╭─ Supplied material

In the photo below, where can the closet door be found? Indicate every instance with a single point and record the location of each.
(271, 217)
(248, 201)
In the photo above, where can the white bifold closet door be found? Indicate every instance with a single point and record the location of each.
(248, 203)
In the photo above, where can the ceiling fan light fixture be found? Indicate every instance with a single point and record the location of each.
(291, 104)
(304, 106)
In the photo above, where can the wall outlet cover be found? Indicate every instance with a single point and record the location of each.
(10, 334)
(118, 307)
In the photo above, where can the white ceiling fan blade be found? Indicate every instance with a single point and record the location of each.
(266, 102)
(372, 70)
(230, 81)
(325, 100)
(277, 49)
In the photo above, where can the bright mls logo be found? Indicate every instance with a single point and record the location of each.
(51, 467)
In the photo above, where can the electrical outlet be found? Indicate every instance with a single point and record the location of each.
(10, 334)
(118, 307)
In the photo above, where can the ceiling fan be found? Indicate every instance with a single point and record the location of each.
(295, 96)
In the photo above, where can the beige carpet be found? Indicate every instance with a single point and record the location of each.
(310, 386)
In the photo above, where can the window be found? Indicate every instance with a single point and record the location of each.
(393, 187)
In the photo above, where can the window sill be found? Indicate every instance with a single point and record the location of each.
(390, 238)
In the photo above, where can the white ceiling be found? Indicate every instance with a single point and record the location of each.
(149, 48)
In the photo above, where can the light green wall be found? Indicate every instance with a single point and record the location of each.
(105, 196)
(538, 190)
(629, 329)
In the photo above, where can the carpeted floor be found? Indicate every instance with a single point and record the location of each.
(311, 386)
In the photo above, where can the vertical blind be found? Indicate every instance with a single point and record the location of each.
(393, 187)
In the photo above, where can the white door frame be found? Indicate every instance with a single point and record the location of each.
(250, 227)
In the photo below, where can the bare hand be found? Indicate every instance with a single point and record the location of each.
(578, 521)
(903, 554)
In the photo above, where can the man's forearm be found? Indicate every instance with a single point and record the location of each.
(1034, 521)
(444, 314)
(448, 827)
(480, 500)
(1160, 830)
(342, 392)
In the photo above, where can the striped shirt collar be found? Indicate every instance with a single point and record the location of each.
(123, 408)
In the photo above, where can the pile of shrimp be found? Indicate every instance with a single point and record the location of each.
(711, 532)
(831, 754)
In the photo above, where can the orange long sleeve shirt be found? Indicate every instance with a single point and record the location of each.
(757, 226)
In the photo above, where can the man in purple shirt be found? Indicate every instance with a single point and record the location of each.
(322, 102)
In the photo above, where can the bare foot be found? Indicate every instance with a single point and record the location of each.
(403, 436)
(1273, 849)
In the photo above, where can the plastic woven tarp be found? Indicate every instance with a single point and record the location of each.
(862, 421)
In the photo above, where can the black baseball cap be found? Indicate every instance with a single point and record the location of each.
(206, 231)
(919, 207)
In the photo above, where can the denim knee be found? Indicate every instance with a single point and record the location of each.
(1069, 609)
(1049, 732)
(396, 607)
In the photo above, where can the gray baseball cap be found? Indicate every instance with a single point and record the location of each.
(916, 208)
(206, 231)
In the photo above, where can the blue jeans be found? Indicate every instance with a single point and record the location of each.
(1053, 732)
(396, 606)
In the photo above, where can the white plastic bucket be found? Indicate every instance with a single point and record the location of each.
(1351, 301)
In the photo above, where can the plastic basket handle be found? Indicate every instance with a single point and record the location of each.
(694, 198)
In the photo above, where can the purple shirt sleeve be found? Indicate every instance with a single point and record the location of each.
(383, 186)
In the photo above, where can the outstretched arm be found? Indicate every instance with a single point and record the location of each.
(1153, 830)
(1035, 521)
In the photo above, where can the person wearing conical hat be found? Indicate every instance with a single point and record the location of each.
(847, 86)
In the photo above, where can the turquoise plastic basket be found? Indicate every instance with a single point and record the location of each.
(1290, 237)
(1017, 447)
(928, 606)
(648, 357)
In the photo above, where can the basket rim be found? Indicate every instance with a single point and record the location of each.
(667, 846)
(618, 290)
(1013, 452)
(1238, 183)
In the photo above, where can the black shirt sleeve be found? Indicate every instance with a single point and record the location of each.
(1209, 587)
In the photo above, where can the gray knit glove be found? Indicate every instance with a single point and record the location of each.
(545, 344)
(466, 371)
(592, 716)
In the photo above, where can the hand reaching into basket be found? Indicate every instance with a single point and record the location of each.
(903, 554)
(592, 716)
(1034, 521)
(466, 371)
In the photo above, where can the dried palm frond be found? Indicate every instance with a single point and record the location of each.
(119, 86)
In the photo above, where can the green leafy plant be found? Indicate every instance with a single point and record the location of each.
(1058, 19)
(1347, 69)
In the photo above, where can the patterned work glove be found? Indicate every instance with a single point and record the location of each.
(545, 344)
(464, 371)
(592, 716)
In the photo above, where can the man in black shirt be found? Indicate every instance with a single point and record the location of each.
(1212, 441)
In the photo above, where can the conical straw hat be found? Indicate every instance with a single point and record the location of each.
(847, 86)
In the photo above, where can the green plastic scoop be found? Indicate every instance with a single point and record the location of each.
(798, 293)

╰─

What is expected: From the data above, extract every line in its exact form.

Result:
In the photo below, where can the closet door be found? Indicate every instance with a single point and record the location of each.
(271, 217)
(248, 201)
In the photo above, where can the white bifold closet door be found? Indicate every instance with a single point and record the location of each.
(248, 203)
In the photo above, where can the ceiling fan light fixture be found? Indicate every instance with a single point and record the location of each.
(291, 104)
(304, 106)
In the photo above, where can the wall outlet cover be found? Indicate every instance with a single point and record the location of each.
(10, 334)
(118, 307)
In the photo above, where can the white ceiling fan blade be found? Indicate every instance with a single point and record the location of each.
(266, 102)
(372, 70)
(230, 81)
(325, 100)
(277, 49)
In the photo above, where can the bright mls logo be found? Indicate every instance with a single point and record the location of each.
(51, 467)
In the photo above, where can the electrical outlet be found? Indicate every instance with a single point and record the location of each.
(10, 334)
(118, 307)
In the photo above, where can the ceiling fan be found? Indicate every instance with a single point and record the location of each.
(295, 96)
In the photo above, where can the beige carpet be found? Indicate every instance with a single point and record the location of each.
(310, 386)
In the photo above, where can the window be found? Indicate every instance with a single point and record the location of each.
(393, 187)
In the photo above, where can the window sill be found? Indicate every instance with a single point and record the location of each.
(390, 238)
In the photo above, where can the white ceiling be found? Indicate every instance with a single point and record the location of each.
(149, 48)
In the photo above, where can the light green wall be found? Indicate every instance with a single point and record the location of each.
(105, 196)
(538, 190)
(629, 329)
In the photo above, where can the carpeted floor be found? Indicate every instance with a single point and record the location of each.
(311, 386)
In the photo above, where can the vertical blind be found? Indicate every instance with a single point and record the location of each.
(393, 187)
In the photo above, where can the white door frame be found? Indicate every instance with a single point and record the location of each.
(250, 227)
In the photo below, where can the bare hand be found? Indicate every instance with a single point and record the location of each.
(578, 521)
(903, 554)
In the photo above, where can the man's forearm be found? Indicate every instance with a single point and record the location of each.
(1034, 521)
(444, 314)
(448, 827)
(480, 500)
(1160, 830)
(342, 392)
In the photo above, where can the striped shirt collar be found? Indicate every instance with a single point and record the location of each.
(123, 408)
In the photo above, where can the pile of shrimp be found? Indicate every instance with a single point and record the location of each.
(711, 532)
(831, 754)
In the photo above, where can the orange long sleeve shirt be found? Indicate every instance with a single point and record the location of each.
(757, 226)
In the photo above, where can the man in purple shirt be found? Indicate every instance with a single point and record the location of each.
(322, 102)
In the photo above, where can the bare foot be found? Indicate every instance with a single point and record the location of each.
(403, 436)
(1273, 849)
In the photo above, where can the plastic woven tarp be found? Indicate every instance with a single point and record the location of each.
(862, 421)
In the photo above, where can the black baseball cap be found? Indicate every instance with a single point and record the location of each.
(206, 231)
(919, 207)
In the photo above, where can the denim knee be found? Indicate every instance with a single point and record the location of each.
(1069, 609)
(1049, 732)
(396, 607)
In the photo above, where can the gray baseball cap be found? Indicate every instance with a single point and record the location of each.
(916, 208)
(206, 231)
In the photo above, where can the blue jeans be found? Indicate every instance with a single point and record the location of each.
(1053, 732)
(396, 606)
In the photo above, where can the white plastic bucket be found? Indicate every instance with a single point and record the location of each.
(1351, 301)
In the photo above, where can the plastic basket handle be found? Indicate every instance with a single point and record the location of each.
(694, 198)
In the photo above, where can the purple shirt sleeve be found? Indicate every instance with a single point and record the location of each.
(383, 186)
In the photo above, where can the outstretched arm be found? Indicate every instance with a single point and record the location of each.
(1153, 830)
(1035, 521)
In the photo above, where can the person wearing conical hat be found? Indicate every instance with a single point and record the location of each.
(847, 86)
In the photo above, where can the turquoise plastic basket be found? Indicate every instance with a single point and record the location of each.
(1290, 237)
(1017, 447)
(928, 606)
(648, 357)
In the photo above, where can the basket rim be found? Indicate every instance with a single point and record the location of each.
(667, 846)
(618, 290)
(1013, 452)
(1238, 183)
In the photo above, where can the black shirt sleeve be found? Indicate every instance with a single point and record the location of each.
(1209, 587)
In the photo above, where can the gray knit glove be found? Indicate every instance with a single point and record the location of each.
(545, 344)
(466, 371)
(592, 716)
In the photo above, where can the hand reaching into basket be found? Indicate every instance with a single point and record the location of each.
(903, 554)
(592, 716)
(1034, 521)
(466, 371)
In the photo above, where can the dried palm frond be found? Indicate every instance with a single point and record the location of each.
(119, 86)
In the photo above, where can the green leafy plant be found? Indicate every instance with a single point and record the location of each.
(1058, 19)
(1347, 69)
In the photo above, where can the patterned work glove be found? Indicate every instance with a single point and record the location of each.
(545, 344)
(464, 371)
(592, 716)
In the photo above, where can the man in black shirt be found? Indicate every instance with a single point and record the location of each.
(1212, 441)
In the photo above, where can the conical straw hat be found? Indicate every instance with a single point and record the location of each.
(847, 86)
In the photo above, where can the green plastic scoop be found? Indicate every instance with a single point and record the location of each.
(798, 293)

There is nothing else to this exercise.